◆ **Records for processing**

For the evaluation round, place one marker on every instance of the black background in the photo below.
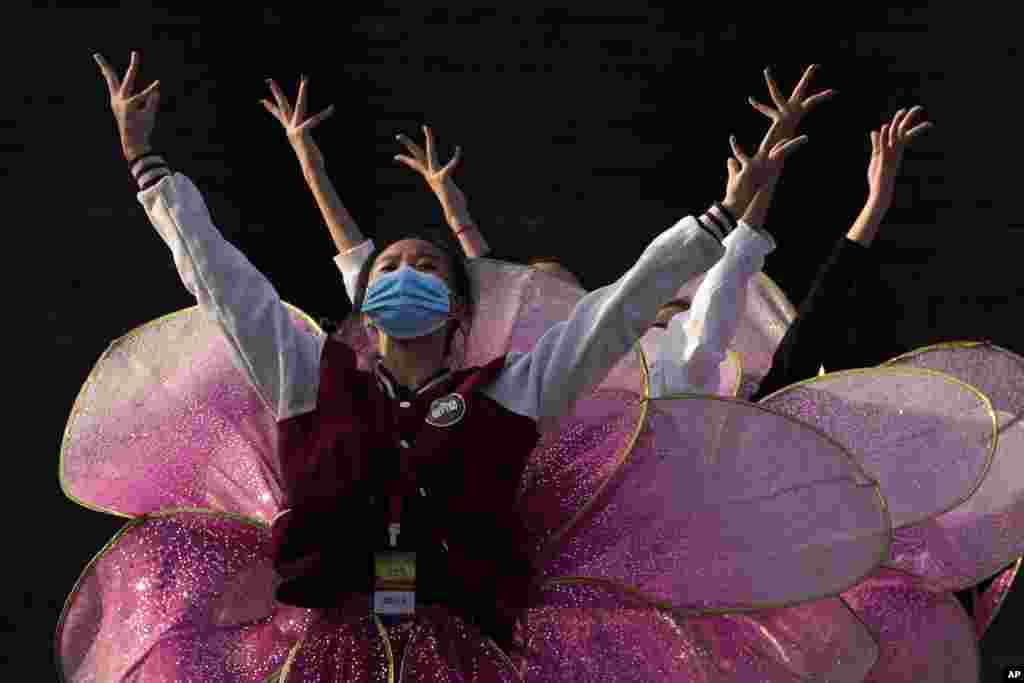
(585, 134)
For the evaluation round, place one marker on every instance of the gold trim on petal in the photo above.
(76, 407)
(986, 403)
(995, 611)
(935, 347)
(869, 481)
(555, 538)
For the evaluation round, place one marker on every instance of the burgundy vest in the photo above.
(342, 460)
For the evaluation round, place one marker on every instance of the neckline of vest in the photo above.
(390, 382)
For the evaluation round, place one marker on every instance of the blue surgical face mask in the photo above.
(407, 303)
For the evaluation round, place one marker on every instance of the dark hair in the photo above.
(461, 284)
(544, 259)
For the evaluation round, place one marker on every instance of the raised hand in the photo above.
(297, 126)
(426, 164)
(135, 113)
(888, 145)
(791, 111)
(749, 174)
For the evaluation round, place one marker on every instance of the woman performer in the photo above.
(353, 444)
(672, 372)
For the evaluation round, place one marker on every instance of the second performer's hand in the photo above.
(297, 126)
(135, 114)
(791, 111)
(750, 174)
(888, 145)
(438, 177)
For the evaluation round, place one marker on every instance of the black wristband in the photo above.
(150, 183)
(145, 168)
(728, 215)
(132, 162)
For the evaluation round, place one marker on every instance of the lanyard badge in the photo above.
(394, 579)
--
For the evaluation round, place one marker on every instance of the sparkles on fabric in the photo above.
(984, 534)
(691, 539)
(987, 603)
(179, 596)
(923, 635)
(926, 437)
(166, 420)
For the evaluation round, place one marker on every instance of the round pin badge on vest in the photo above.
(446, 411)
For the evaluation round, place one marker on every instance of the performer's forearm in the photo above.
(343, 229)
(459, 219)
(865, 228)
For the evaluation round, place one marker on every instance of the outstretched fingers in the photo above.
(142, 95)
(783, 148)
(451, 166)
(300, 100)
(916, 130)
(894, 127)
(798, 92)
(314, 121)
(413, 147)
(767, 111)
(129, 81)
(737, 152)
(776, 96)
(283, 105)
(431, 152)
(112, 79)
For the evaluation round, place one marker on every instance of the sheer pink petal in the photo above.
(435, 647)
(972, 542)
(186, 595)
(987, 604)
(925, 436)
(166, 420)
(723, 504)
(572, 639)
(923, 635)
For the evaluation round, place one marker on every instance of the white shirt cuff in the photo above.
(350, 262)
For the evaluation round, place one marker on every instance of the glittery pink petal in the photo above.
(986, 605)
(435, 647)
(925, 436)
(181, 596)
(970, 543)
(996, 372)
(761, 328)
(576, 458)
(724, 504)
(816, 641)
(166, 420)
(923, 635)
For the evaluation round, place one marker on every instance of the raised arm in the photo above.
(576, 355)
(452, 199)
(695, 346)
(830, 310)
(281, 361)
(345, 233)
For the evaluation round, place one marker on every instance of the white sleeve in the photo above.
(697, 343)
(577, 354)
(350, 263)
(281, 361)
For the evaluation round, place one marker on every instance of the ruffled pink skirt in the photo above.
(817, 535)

◆ **Work instructions**
Locate every line in the data above that contains the word "badge" with the same capitalization, and copy each of those lines.

◆ **Correct answer**
For the evaluation round, place one marker on every instance of the lanyard badge in the photo above.
For the evaluation round, place one marker on every instance of the round pin badge on vest in the photo above.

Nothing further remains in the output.